WHAT IS NEEDED:
Please reproduce all the records exactly while leaving out their pictures.

(Stored items)
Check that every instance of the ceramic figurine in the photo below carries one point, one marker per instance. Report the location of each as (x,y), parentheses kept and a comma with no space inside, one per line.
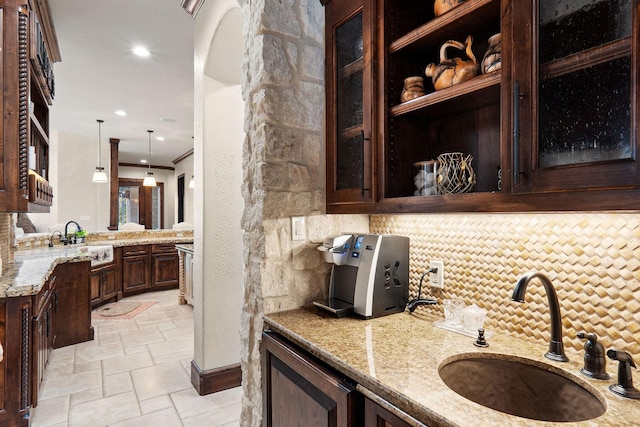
(413,88)
(492,60)
(442,6)
(455,70)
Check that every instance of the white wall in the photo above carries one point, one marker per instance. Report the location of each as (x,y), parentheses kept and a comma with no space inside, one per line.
(72,161)
(185,166)
(170,188)
(218,237)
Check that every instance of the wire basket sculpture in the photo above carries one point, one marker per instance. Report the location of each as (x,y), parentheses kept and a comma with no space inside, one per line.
(455,174)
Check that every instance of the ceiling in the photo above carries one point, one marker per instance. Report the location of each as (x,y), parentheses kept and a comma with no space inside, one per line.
(99,74)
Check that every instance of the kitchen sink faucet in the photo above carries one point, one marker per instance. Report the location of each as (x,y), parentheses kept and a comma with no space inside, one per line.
(66,238)
(556,348)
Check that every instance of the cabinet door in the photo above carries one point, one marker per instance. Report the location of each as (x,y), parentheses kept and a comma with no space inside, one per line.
(298,390)
(575,76)
(350,76)
(135,273)
(96,287)
(109,283)
(166,270)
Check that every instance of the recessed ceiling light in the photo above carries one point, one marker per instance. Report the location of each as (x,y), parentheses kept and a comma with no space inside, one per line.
(141,51)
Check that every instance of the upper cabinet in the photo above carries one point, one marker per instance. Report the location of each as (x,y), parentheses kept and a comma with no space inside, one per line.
(350,104)
(492,105)
(29,49)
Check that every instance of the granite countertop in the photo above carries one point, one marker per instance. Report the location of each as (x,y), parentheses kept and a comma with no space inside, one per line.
(396,358)
(32,267)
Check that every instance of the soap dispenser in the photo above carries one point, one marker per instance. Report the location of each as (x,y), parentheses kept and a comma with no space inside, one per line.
(595,362)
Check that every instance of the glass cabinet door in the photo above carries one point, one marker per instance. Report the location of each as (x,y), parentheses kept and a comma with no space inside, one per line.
(349,81)
(577,114)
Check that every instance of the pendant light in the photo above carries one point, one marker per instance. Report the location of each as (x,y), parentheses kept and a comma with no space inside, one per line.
(100,175)
(149,180)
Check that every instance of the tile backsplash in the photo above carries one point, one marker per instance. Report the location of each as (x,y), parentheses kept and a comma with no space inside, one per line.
(592,259)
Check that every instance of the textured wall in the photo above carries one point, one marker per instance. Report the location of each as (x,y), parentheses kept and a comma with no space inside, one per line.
(283,91)
(592,259)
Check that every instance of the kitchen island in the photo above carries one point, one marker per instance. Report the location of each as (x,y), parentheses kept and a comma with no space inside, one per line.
(394,360)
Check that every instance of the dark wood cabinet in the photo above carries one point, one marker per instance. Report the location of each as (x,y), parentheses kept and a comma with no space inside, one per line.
(29,49)
(104,284)
(165,268)
(299,390)
(554,129)
(135,269)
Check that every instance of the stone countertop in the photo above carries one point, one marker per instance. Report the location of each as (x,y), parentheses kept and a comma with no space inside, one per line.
(31,267)
(396,357)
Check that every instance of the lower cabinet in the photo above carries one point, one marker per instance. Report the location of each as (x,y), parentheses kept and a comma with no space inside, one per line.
(298,389)
(104,284)
(135,269)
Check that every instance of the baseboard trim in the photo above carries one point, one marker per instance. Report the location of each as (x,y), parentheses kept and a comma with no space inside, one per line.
(214,380)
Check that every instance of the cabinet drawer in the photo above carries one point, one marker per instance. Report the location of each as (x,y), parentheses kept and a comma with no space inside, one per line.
(135,250)
(163,248)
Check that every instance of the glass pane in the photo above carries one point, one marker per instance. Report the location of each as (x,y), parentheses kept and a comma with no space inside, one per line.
(572,26)
(349,163)
(585,116)
(129,204)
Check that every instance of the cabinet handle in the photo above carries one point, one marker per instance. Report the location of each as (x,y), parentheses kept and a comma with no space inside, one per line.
(362,189)
(516,133)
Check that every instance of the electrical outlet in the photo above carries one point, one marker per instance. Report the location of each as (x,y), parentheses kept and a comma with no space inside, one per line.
(436,279)
(297,228)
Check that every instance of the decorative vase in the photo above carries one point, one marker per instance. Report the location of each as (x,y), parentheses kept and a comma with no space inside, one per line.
(455,70)
(455,174)
(442,6)
(492,60)
(413,88)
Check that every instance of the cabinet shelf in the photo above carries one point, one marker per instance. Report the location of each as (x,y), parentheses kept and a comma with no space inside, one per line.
(480,91)
(469,17)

PROBLEM SOLUTION:
Check that every instance of the ceramic figurine in the photo below carries one point, one marker per instance. Report the location of each as (x,y), parentheses kept and a comma with no space inside, one per line.
(413,88)
(492,60)
(442,6)
(455,70)
Check that every instance of the white wall in the photo above carries one point, one marker per instance. Report the location of each as (x,y), parentheses kept and a comma with no space inside, one per line.
(72,161)
(185,166)
(170,188)
(218,237)
Check that every instance of the wire basket sculpture in the photo above carries one point, one marker per instance. Report the location of each as (x,y), parentheses kept and a comma with no space inside, one per line.
(455,174)
Check that every instance of the ceiling in the photo above carries one point, one marker per instance. Report the location of each as (x,y), parentheses kept and a comma with no space inside, one per line.
(99,74)
Check that every instance of the kitchen sink faucet in the photo above carries one point, one marker per instance. Report the location of each as (x,y), parentheses kept and a comma with no space inside, one per line.
(66,238)
(556,348)
Check that every instance of the cabinet door in the photo above carries one point, one marker per instance. Report the location of each as (x,y), parentheses kept and a comma with no space inside, one per line.
(298,390)
(575,76)
(350,76)
(135,273)
(96,287)
(109,283)
(166,270)
Check that every instance of the recessed ceiling light in the photo above carries one point, one marker per instance. Report the location of each as (x,y), parentheses kept and a comma with no space inside, one per line.
(141,51)
Check that every instance of the upper cabinet in the photo above carries one point, one marker per instance. Report the location of each as (x,y), parentheses kept and a comma with no space inside, one per line.
(350,104)
(492,105)
(29,49)
Check that every instance of the granite countertop in the photo above carries one point, one marker per instance. Report the location of each as (x,y), parentheses kept and a comma with no space inside, one per line.
(396,358)
(32,267)
Check that every instance of the soap dispenser in the photo above carries one point, one marker per instance. Report the location of each as (x,y), parentheses kept and a comma with no space inside, one per line.
(595,362)
Check that every instance of the glass cabinet door in the photo above carries one point, one marker per instance. Report the location of each as (x,y), parentheses kept and a comma with no space inside, one per line.
(349,81)
(577,114)
Check that every instance of the pendant light in the photo above carries one point, one marker per instance. Report the location of each as (x,y), parentheses kept and a comma with no space inside, one per line.
(100,175)
(149,180)
Check that every instance of the tile backsplash in the photo above carries one point, one marker per instance. Report the location of each as (x,y), parentheses kept and a comma with no space inside, one per line.
(592,259)
Check that every instance of the textured wall in the photo above carries one point, one marker per instance. Report the location of each as (x,y), parentheses kept and a comma with no space inside, one per line.
(283,91)
(592,259)
Check that every instance of the kitchen island in the photo above carries one point, one marker per instance. Report the location of each as (x,y), parentheses kept and a comma with no space inside, one per line.
(394,360)
Check that every instance of the dark wood cabinet in the photo above carries one point, one marker per instance. Report the location of each as (x,y), parentheses kept and a comma with no space inside, one per line.
(29,49)
(104,284)
(165,268)
(299,390)
(554,129)
(135,269)
Check that every instance of the stone countertop in the photo above carries one point, one marker per instance. Report the location of each as (x,y), parentheses kept and a comma with no space inside, one per line.
(31,267)
(396,357)
Check that every instance of the lower cabinet in the photo above carries one point, one marker per instance. Report the location of each as (x,y), parentheses kept and a comma with no space inside, one per line.
(298,389)
(104,284)
(135,269)
Check that every instance of the baseboard trim in the photo above carries one point, one marker per instance. Report the location of each as (x,y), parentheses kept and a comma with no space inside, one per line.
(214,380)
Check that every instance of the cabinet drawer in the photo above carries one point, one marker per instance. Report the location of each as (x,y), parentheses kept and a comma with no space inside, one per line.
(135,250)
(163,248)
Check that every instance of the glass pane in the photo above carries one point, one marker per instance. Report the location of each as (x,y), parentheses kept and a comma with no space inside, one per line.
(572,26)
(349,163)
(585,116)
(129,204)
Check that every instance of the cabinet handle in the photo above carries one point, one marker per instance. Report the location of each as (x,y), parentheses kept and a comma with no space inside, one per line.
(362,189)
(516,133)
Check that every instance of the electrical outlet in the photo above carries one point, one marker per instance. Report the location of each as (x,y), parentheses kept and a comma with no space inside, one per line.
(436,279)
(297,228)
Check that every instance of the decorative vase in the photo above carries one point, one marker per instance. Report the location of each as (x,y), parentheses kept and a comma with no space inside, one per line.
(455,70)
(455,174)
(442,6)
(492,60)
(413,88)
Check that every instance of the cabinet shelf in the photo above carries one point, one marker per instance. Report the location of each as (x,y), parentheses kept and a comma with no space inside, one per line.
(480,91)
(469,17)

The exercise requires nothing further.